Challenge :: Can you reproduce, word for word, the part of the entries below that opens with the line containing "blue sky, each" and runs through the end of the entries, including that first line?

··· Material for this task ···

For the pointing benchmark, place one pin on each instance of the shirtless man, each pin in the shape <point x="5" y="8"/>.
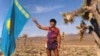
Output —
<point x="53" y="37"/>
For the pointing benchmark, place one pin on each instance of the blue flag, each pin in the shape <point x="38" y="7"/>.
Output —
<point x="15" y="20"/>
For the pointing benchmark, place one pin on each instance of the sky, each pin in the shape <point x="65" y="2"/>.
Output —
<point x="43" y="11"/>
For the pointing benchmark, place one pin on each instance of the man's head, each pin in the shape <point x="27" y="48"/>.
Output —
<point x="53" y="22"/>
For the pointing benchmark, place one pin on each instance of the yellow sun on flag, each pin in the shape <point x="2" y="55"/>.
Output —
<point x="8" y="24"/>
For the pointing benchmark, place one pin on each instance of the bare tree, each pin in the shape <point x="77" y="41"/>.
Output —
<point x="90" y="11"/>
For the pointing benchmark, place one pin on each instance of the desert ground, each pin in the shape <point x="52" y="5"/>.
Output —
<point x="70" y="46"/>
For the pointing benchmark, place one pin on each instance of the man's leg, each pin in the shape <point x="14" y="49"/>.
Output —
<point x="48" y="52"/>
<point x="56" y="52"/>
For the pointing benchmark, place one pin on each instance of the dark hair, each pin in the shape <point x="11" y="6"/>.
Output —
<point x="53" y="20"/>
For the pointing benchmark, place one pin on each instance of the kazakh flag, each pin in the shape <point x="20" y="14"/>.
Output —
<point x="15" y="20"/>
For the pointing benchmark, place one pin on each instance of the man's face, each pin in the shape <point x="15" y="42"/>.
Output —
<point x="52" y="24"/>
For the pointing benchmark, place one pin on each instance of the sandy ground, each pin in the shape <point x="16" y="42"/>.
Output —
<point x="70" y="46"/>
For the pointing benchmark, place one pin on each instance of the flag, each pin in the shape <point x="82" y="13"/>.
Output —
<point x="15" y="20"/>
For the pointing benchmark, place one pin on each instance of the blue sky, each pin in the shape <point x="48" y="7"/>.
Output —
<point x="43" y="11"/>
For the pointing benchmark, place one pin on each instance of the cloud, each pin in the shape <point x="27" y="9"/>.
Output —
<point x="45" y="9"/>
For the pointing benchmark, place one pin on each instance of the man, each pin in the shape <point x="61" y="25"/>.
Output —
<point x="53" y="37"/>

···

Exercise answer ::
For the pointing benchmark, place one pin on each instance of the blue sky, each pin in the shape <point x="48" y="7"/>.
Output —
<point x="43" y="11"/>
For the pointing benchmark, place one pin on each instance of the cloud, each pin in the shape <point x="27" y="9"/>.
Output —
<point x="45" y="9"/>
For the pointing benchmark, place one pin on each instance of the man, each pin in the shape <point x="61" y="25"/>.
Output —
<point x="53" y="37"/>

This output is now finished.